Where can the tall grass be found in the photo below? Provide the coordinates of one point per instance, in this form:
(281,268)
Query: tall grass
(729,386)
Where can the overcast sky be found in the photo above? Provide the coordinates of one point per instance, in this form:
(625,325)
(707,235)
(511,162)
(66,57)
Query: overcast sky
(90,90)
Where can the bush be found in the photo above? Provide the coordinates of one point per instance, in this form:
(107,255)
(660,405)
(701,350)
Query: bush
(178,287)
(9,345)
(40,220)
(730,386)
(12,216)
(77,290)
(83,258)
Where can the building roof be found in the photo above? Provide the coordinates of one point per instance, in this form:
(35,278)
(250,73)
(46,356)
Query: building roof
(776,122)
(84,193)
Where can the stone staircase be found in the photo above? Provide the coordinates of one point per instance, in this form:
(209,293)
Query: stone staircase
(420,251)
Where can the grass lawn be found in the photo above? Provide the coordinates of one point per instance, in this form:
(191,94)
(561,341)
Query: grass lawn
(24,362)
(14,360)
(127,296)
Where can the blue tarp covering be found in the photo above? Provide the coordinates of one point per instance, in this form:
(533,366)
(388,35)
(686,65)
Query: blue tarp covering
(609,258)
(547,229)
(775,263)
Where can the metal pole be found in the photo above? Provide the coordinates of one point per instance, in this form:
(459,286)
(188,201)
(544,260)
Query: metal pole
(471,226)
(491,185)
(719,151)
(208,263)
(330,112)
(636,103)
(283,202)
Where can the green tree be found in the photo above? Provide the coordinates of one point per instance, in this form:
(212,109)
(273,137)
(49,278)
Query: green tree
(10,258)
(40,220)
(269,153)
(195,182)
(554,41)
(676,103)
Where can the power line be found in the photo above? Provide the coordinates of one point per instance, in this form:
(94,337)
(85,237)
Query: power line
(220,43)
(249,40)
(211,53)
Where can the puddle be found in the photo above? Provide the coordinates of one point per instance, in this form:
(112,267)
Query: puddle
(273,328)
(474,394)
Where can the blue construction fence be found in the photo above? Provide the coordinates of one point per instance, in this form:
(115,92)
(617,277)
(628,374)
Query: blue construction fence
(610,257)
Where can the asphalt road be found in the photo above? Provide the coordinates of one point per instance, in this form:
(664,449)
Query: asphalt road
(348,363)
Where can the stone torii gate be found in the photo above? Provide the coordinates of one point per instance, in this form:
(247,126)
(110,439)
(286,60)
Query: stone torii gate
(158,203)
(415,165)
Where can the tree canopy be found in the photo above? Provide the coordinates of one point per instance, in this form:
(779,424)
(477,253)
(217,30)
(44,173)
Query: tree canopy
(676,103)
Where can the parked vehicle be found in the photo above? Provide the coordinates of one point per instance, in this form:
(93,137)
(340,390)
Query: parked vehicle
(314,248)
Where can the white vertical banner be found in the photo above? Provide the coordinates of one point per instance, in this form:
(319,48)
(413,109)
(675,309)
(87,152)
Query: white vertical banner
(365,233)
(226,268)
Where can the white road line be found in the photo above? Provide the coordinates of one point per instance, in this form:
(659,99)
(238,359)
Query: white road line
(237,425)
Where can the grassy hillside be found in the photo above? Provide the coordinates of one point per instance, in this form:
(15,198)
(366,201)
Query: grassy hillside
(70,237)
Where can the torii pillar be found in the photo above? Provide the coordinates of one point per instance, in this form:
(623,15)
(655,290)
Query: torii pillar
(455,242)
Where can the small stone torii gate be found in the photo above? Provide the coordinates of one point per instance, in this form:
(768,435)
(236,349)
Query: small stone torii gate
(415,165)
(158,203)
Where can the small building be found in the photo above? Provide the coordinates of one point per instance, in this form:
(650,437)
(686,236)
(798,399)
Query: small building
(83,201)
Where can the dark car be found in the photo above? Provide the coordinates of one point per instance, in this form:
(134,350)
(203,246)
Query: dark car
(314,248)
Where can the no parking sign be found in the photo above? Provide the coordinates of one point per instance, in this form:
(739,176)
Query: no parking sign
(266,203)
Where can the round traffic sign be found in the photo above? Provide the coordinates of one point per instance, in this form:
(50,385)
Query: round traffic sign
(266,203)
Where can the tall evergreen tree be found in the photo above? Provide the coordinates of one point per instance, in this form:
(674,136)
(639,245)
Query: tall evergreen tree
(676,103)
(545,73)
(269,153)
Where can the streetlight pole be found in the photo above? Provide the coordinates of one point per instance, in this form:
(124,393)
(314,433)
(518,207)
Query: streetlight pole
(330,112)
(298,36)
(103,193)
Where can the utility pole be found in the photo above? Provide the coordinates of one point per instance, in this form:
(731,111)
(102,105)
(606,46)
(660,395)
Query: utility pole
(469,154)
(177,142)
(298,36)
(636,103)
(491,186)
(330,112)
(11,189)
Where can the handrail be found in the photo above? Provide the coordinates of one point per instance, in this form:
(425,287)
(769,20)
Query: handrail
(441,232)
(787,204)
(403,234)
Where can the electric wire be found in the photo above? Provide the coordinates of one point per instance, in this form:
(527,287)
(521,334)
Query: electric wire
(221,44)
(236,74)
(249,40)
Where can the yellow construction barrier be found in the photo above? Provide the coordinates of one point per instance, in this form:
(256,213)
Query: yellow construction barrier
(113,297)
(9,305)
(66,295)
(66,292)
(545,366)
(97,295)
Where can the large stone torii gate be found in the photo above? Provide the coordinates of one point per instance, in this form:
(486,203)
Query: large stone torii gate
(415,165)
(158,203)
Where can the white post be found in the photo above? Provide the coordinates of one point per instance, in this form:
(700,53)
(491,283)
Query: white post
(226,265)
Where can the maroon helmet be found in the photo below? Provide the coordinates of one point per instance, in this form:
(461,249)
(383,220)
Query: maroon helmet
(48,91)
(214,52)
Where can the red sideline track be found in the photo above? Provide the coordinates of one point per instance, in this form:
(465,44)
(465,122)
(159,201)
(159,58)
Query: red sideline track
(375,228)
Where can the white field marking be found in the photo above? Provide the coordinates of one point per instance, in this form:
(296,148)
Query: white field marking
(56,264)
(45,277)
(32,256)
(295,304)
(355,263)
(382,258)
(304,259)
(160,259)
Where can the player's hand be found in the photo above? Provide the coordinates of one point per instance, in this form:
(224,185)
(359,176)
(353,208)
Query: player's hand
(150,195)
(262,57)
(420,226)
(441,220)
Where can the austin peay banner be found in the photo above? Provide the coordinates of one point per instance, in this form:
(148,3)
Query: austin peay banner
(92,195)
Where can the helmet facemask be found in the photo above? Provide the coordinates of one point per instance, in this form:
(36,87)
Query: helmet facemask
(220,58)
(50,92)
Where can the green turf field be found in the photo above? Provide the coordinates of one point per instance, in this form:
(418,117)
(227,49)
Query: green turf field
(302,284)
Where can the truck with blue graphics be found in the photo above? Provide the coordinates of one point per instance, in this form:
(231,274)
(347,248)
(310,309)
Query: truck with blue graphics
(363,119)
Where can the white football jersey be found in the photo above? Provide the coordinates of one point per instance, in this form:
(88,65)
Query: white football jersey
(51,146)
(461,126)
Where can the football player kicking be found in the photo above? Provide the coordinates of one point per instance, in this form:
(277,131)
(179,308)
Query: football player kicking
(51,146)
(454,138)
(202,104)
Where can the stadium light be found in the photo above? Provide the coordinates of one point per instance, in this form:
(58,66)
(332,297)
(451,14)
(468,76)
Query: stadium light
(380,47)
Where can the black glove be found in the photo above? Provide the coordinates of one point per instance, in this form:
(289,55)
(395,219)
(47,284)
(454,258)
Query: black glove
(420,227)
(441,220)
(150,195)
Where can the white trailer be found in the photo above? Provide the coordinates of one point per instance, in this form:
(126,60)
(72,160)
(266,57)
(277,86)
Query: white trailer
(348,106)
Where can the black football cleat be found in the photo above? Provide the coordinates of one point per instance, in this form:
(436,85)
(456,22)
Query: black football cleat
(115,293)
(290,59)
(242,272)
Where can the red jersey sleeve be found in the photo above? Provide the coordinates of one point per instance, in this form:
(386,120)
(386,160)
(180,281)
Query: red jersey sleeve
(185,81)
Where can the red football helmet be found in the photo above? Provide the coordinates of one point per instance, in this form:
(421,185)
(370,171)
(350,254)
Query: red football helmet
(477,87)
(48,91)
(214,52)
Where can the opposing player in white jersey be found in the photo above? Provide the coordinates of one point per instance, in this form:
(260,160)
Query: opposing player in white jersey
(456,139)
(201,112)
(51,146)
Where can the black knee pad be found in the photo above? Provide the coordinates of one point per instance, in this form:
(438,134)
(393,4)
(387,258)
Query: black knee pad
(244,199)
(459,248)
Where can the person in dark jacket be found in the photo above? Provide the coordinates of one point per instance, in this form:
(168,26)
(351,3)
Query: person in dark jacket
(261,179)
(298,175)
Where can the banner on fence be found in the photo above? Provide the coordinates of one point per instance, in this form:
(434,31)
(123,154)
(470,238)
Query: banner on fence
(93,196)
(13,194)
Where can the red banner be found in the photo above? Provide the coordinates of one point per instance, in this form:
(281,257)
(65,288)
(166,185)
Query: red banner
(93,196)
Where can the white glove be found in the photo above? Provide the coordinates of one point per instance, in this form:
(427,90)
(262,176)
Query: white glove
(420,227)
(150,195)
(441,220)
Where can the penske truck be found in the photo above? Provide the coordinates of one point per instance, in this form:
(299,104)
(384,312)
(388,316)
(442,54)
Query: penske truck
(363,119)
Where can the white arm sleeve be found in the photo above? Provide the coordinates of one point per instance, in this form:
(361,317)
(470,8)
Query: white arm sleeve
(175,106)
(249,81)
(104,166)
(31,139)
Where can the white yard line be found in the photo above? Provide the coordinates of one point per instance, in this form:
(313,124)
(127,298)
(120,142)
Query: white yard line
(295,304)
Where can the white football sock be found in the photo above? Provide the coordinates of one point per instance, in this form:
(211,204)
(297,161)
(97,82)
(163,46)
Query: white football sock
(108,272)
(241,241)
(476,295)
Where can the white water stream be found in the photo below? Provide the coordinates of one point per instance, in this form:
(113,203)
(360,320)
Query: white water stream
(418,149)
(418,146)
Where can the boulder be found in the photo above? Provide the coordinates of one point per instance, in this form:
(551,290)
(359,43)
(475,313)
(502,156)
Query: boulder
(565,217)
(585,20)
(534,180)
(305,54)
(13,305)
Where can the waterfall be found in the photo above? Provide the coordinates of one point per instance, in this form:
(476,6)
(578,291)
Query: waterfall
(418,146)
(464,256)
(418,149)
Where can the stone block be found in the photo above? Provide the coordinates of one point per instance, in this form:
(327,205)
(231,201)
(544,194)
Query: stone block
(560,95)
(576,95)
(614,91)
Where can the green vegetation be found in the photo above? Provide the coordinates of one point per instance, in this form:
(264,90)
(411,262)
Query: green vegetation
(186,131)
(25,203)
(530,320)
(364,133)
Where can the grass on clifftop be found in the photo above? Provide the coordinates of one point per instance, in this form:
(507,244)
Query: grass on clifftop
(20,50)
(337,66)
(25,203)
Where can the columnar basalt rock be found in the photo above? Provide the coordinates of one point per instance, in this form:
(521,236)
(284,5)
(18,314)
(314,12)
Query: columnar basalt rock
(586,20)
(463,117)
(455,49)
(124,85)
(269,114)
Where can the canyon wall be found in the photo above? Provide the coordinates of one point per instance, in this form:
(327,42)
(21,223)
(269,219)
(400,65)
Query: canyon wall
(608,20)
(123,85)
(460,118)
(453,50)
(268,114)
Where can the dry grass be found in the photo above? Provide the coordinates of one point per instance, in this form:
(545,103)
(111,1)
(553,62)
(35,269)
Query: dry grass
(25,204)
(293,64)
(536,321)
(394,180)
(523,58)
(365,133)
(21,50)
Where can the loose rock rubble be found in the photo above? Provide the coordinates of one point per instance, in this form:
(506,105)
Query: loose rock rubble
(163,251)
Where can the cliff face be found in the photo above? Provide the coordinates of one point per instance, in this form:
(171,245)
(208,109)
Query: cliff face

|---|

Instruction:
Would you give again, word for word, every line from the one with "Where can the canyon" through the final line of the listing above?

Response to this task:
Where can the canyon wall be found in the photo above? Provide the coordinates of one point per instance, in this form:
(327,42)
(21,223)
(269,219)
(400,65)
Query: canyon wall
(608,20)
(123,85)
(460,118)
(453,50)
(268,114)
Where can the dry grass be found in the photo above? Provide the coordinates of one point per instance, in this form:
(545,103)
(111,1)
(553,62)
(35,269)
Query: dry grass
(25,204)
(293,64)
(536,321)
(394,180)
(523,58)
(365,133)
(21,50)
Where can the loose rock rubble be found in the photo above? Provide the coordinates of one point per instance, in this form:
(506,105)
Query: loose rock rubble
(163,251)
Where can the cliff face be found in the photo above? Provide the coordinates of one point per instance, in this form:
(171,245)
(208,109)
Query: cliff face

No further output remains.